# Task goal:
Reproduce word for word the stretch from the line containing "Where can the astrantia" through the end of the entries below.

Location identification entries:
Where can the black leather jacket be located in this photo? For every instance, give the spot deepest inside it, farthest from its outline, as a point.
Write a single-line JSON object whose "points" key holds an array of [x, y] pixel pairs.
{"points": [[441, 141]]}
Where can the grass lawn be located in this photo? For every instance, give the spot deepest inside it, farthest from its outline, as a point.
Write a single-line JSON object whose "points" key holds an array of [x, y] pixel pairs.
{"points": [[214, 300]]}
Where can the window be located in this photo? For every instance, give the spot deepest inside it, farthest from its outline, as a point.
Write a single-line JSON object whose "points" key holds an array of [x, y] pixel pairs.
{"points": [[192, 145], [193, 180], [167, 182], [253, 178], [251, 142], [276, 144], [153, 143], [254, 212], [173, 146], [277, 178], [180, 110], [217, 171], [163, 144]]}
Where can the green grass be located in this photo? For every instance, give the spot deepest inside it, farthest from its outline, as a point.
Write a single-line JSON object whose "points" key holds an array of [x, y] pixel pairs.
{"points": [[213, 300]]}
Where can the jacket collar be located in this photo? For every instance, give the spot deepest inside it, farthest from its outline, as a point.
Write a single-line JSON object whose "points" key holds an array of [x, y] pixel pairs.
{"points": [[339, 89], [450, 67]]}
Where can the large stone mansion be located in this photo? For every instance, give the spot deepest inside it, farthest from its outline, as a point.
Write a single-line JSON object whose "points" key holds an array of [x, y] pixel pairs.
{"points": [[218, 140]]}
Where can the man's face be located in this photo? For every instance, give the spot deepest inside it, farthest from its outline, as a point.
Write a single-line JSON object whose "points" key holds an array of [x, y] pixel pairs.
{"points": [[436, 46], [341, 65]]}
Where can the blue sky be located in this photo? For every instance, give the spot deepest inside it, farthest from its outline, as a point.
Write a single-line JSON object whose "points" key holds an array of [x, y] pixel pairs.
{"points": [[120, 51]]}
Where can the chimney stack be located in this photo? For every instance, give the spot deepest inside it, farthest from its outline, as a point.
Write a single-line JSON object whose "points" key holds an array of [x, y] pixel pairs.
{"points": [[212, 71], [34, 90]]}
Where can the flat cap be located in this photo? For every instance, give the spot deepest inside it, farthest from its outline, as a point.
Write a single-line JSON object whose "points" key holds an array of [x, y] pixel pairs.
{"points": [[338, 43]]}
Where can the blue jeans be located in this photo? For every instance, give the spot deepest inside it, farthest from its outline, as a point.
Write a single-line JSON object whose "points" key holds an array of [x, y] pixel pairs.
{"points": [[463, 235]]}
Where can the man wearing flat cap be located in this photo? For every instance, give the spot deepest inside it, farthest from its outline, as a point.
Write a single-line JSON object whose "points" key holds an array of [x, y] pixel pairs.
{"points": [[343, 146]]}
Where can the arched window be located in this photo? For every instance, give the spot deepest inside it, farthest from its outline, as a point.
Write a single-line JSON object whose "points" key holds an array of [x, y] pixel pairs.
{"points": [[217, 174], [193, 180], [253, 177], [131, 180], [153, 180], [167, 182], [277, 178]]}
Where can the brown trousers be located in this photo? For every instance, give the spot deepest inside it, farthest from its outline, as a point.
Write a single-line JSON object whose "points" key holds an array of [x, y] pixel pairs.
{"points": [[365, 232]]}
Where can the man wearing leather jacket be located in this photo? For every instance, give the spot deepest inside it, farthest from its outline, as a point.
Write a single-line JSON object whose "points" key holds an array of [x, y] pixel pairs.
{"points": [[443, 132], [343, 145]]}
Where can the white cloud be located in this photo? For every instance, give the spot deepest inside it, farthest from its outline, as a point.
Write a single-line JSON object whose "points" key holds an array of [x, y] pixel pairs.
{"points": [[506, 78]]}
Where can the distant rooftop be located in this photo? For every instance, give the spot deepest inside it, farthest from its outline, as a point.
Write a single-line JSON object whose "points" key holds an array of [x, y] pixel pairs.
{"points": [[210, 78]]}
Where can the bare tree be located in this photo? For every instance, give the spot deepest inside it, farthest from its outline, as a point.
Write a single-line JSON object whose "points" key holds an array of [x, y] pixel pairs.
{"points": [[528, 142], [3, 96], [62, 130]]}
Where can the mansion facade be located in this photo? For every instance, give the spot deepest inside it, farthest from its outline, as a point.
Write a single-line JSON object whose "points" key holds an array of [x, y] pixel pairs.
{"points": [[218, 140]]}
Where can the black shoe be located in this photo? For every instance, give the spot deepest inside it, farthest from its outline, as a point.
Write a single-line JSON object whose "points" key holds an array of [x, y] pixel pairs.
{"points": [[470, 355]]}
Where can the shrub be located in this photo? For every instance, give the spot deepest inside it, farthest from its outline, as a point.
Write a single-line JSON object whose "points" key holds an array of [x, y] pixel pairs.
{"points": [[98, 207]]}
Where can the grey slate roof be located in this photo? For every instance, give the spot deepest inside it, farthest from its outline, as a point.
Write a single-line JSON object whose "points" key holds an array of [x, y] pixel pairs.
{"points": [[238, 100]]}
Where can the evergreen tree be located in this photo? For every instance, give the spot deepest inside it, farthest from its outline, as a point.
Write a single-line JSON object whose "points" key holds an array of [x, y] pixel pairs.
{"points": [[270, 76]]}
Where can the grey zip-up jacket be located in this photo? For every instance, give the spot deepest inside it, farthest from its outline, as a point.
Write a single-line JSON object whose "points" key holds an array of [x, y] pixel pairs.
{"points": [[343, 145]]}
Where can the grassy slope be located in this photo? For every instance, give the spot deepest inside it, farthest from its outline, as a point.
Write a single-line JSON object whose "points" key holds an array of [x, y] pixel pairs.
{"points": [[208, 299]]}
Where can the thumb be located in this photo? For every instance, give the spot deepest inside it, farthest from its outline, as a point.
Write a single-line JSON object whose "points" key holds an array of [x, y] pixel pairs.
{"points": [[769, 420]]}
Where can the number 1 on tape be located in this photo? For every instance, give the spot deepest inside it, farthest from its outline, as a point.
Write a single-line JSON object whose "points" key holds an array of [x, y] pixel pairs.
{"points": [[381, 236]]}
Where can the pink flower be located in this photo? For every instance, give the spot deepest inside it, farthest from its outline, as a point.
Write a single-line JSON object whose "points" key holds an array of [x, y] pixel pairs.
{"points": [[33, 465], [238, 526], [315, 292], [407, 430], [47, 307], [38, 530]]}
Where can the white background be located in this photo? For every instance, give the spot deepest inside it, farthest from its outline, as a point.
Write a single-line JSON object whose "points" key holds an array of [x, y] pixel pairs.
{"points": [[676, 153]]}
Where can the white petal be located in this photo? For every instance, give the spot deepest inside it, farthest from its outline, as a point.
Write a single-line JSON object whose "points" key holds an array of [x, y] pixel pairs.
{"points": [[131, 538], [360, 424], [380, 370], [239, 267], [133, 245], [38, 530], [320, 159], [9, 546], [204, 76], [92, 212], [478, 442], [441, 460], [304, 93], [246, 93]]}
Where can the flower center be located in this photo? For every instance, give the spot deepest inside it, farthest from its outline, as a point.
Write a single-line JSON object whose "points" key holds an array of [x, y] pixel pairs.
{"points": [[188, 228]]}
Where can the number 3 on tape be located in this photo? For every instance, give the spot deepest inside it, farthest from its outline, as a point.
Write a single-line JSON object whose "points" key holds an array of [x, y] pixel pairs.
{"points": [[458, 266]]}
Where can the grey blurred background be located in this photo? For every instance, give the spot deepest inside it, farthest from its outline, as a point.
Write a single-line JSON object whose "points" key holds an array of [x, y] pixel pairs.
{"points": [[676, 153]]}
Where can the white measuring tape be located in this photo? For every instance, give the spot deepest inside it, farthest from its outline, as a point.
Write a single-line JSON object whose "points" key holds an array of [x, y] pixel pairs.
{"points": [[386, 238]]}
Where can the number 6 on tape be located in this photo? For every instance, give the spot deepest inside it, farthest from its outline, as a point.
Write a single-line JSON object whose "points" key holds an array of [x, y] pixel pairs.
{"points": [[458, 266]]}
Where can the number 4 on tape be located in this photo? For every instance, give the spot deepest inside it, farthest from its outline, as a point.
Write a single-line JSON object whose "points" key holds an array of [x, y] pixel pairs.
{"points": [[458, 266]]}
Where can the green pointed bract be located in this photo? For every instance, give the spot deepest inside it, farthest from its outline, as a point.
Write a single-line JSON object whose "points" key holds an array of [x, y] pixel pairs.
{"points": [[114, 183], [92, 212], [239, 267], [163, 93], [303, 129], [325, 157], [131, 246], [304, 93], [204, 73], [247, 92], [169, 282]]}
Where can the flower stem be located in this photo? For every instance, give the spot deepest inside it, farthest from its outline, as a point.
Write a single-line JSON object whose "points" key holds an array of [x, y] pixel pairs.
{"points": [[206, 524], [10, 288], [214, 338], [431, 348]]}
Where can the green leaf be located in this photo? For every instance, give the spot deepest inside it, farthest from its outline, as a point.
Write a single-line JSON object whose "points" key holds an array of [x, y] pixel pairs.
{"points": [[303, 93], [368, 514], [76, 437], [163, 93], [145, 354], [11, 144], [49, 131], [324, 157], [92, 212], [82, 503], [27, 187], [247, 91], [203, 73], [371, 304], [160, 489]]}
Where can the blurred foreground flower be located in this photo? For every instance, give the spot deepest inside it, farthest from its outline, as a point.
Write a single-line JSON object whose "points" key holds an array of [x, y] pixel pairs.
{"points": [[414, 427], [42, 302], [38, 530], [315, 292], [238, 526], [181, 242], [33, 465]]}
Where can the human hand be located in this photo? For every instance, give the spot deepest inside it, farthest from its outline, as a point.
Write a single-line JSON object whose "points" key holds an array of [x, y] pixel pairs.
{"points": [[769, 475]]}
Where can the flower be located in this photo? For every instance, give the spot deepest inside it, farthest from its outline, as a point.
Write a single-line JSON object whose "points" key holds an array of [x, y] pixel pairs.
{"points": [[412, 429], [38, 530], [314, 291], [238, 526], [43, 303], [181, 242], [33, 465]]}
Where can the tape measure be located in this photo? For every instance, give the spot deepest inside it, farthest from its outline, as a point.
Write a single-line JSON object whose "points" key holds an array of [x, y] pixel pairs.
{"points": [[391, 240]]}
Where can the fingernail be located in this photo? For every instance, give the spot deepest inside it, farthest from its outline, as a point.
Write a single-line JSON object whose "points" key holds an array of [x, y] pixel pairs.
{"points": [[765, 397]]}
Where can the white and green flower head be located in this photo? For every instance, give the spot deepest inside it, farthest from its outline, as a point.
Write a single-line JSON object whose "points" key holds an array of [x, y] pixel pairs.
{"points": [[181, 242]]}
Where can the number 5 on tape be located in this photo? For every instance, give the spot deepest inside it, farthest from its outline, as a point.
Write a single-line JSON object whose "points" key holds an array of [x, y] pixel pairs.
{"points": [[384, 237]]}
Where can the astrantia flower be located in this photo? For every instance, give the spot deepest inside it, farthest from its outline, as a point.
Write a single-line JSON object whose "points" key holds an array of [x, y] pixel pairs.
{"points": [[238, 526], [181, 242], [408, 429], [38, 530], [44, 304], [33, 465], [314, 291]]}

# Written solution:
Where can the astrantia flower be located in this photo? For every instance, give the spot deepest inside it, farthest from its outline, as a point.
Write a single-line JSON object whose "points" key holds an array of [x, y] pixel pairs.
{"points": [[238, 526], [181, 242], [408, 429], [38, 530], [44, 304], [33, 465], [314, 291]]}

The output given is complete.